_Exercise:_ Lines holding the string "rough": copy each one from the listing below.

_Data shown:_
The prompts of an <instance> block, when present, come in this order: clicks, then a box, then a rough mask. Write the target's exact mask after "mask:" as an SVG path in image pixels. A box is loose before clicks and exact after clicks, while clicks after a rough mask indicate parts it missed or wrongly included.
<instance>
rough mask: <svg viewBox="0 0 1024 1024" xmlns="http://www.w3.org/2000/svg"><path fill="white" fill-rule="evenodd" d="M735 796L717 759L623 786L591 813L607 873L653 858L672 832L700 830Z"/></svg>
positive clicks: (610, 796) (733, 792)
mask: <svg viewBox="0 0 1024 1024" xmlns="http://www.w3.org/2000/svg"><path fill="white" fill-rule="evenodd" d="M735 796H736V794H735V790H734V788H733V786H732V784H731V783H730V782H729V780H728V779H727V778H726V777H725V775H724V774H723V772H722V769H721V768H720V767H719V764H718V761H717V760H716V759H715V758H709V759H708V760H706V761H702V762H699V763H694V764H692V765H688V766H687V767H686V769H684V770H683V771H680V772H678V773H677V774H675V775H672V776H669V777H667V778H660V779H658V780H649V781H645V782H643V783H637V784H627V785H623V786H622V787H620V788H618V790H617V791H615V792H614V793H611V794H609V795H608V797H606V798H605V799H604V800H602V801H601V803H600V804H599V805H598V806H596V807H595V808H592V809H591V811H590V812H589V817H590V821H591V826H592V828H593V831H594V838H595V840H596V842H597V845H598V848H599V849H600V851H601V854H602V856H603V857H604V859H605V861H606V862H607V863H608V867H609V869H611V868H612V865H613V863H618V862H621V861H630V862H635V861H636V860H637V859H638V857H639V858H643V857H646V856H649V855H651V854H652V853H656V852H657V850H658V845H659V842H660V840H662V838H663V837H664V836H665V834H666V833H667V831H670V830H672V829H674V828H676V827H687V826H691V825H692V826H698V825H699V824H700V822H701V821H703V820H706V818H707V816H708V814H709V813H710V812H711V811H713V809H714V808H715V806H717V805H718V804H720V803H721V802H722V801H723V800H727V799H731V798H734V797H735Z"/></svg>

_Solution for this problem:_
The prompts of an <instance> block, when present, come in this order: clicks, then a box, then a rough mask. Write the target's exact mask after "mask:" as an SVG path in image pixels. A box is loose before clicks and exact after clicks, while clicks after a rough mask indicate parts it missed or wrongly included.
rough mask: <svg viewBox="0 0 1024 1024" xmlns="http://www.w3.org/2000/svg"><path fill="white" fill-rule="evenodd" d="M735 796L717 759L623 786L591 813L607 873L653 858L672 832L700 830Z"/></svg>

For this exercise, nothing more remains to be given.